_Exercise details_
Return every line of the data exactly as it appears.

_Task input_
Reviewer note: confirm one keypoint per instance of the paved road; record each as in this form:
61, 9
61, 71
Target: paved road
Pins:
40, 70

_Written response_
Reviewer note: confirm one keypoint per instance of the paved road; record each as in this form:
61, 9
61, 71
Target: paved road
Pins:
40, 70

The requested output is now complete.